Request -
Find each line below that contains the word "white", and copy those lines in full.

Material for this task -
------------

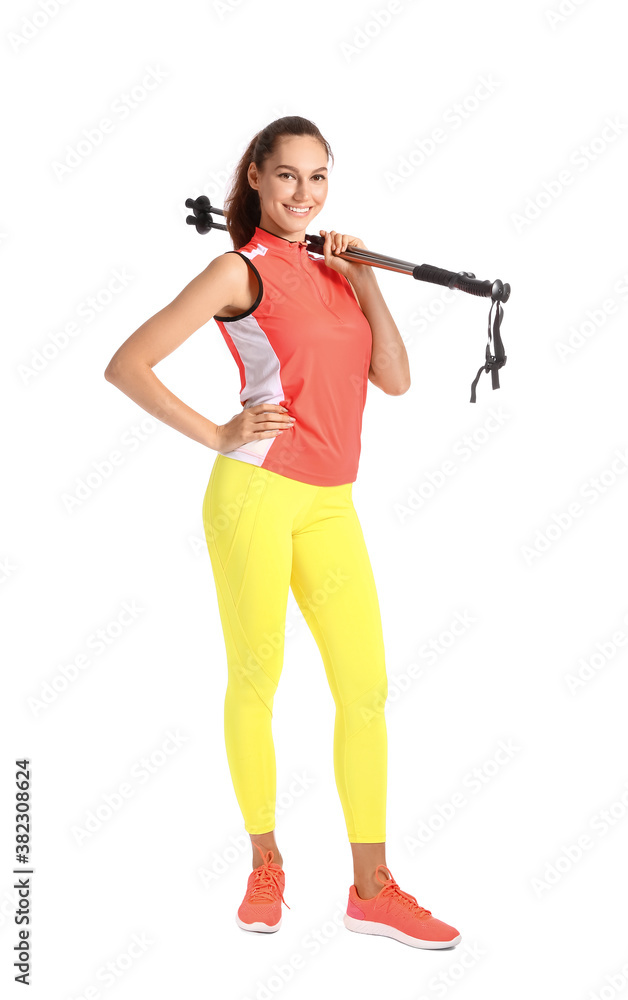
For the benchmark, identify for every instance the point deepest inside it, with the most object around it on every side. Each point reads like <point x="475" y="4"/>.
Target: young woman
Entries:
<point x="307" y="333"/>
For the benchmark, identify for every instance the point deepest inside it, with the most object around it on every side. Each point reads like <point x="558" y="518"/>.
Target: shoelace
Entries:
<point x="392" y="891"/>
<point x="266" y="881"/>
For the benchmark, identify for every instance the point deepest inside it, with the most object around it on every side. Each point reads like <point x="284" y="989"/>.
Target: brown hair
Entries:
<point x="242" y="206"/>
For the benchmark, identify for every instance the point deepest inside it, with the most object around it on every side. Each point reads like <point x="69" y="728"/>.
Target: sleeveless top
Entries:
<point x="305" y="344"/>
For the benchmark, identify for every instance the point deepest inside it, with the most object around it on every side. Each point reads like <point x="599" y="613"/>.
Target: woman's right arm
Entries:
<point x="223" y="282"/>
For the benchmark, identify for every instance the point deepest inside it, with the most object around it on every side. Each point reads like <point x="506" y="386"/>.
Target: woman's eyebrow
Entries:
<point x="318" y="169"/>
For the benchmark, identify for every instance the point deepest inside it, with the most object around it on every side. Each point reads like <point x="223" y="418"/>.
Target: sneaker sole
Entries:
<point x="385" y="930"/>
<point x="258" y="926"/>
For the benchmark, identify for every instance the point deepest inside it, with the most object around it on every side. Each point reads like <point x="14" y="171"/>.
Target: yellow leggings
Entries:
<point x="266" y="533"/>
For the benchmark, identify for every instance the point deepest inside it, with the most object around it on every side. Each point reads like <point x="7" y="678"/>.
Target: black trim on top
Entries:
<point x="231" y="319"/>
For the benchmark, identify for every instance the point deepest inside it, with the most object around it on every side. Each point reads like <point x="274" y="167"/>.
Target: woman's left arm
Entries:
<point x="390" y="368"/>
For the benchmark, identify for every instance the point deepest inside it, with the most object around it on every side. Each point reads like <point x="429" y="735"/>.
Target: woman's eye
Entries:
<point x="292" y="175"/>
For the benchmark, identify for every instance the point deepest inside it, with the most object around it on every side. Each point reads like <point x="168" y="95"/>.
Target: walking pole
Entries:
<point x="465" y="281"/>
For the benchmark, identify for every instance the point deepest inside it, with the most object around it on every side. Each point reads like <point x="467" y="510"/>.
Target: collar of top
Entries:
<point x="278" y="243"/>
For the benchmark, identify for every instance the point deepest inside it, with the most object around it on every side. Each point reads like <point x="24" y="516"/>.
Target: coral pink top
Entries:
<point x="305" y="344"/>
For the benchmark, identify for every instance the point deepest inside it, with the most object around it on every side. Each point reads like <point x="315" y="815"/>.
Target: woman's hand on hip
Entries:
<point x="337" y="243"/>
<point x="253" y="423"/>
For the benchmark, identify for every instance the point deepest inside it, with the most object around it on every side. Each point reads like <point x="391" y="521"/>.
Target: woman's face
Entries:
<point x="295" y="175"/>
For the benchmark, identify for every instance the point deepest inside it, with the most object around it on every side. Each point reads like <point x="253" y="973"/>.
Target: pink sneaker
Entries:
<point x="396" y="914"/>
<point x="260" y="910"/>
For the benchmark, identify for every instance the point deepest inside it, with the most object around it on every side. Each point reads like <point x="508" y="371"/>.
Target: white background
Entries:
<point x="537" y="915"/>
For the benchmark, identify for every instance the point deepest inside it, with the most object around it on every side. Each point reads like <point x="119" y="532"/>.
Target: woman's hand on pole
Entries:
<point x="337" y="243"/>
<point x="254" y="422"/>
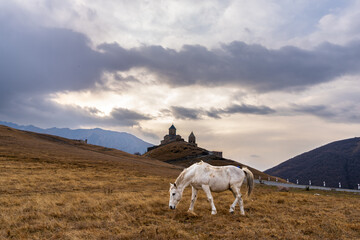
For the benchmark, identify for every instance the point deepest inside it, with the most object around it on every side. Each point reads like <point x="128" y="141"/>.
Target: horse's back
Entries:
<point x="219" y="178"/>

------------

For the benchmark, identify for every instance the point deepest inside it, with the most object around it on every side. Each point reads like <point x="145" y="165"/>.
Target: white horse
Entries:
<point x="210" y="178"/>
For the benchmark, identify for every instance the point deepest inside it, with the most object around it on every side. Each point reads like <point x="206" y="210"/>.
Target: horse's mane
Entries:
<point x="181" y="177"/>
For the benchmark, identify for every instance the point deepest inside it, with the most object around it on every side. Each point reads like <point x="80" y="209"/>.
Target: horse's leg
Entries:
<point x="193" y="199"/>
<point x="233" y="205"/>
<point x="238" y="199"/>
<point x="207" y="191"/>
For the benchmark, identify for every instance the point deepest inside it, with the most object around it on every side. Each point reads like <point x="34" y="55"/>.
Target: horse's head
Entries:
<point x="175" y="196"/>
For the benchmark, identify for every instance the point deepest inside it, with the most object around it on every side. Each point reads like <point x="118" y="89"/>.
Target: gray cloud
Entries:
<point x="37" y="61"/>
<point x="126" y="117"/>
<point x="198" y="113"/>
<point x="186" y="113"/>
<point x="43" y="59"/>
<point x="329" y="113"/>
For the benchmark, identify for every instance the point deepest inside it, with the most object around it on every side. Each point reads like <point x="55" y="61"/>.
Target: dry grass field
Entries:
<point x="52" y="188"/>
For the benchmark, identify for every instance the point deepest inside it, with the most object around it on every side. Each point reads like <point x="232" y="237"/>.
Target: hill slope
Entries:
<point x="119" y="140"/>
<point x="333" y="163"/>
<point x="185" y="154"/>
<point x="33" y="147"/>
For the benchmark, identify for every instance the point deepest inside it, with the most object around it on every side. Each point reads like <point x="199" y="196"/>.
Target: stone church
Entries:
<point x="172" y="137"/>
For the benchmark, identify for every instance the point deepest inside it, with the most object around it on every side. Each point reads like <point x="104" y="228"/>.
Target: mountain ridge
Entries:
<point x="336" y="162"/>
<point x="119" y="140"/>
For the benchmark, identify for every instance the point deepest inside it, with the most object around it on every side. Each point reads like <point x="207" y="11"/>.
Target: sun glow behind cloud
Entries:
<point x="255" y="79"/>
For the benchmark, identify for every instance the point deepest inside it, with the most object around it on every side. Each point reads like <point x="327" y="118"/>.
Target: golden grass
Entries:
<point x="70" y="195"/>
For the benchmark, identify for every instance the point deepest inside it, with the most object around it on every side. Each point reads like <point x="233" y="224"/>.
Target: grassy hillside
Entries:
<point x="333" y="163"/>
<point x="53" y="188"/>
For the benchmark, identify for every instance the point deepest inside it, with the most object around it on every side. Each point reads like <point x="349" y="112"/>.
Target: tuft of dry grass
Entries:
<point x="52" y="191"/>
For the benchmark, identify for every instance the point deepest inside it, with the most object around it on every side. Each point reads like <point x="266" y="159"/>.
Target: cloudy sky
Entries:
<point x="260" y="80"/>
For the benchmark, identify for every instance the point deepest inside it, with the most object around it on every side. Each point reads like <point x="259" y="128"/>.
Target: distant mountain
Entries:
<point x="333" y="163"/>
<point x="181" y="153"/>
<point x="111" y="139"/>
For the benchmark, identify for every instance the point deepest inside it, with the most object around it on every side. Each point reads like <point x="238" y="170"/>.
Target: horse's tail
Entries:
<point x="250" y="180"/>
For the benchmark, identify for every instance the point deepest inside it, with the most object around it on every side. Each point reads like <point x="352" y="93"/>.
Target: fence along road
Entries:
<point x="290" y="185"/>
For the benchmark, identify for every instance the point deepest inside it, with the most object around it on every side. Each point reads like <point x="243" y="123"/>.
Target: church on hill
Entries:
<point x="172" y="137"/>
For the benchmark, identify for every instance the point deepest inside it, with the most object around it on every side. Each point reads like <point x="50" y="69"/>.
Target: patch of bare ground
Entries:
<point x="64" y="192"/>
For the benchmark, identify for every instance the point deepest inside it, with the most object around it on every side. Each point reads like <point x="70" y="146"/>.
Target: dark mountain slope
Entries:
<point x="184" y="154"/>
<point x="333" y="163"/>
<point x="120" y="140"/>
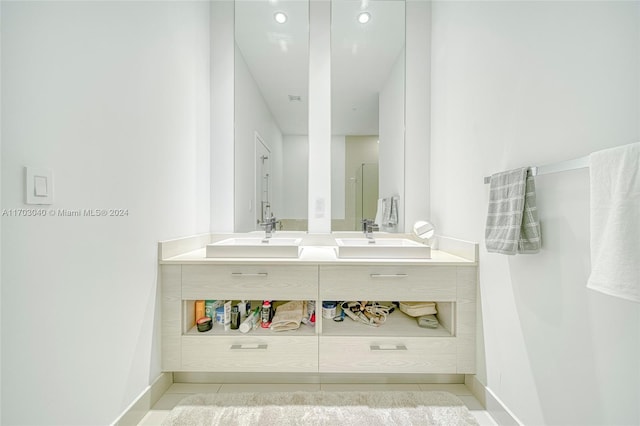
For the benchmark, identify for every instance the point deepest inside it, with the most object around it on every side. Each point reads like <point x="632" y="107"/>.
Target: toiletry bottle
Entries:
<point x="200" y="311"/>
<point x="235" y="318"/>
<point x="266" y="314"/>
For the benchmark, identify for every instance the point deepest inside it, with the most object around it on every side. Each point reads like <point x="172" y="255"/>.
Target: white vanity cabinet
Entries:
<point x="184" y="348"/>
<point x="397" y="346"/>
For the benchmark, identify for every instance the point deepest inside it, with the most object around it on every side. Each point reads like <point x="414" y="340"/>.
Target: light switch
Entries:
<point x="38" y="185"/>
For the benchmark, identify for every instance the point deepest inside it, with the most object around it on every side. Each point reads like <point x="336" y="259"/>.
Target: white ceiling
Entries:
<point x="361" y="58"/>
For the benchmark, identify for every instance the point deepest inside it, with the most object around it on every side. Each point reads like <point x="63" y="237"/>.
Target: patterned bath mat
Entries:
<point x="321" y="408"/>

------------

Solution for this exercise -
Target: white background
Target: white horse
Target: white vanity cabinet
Target: white ceiling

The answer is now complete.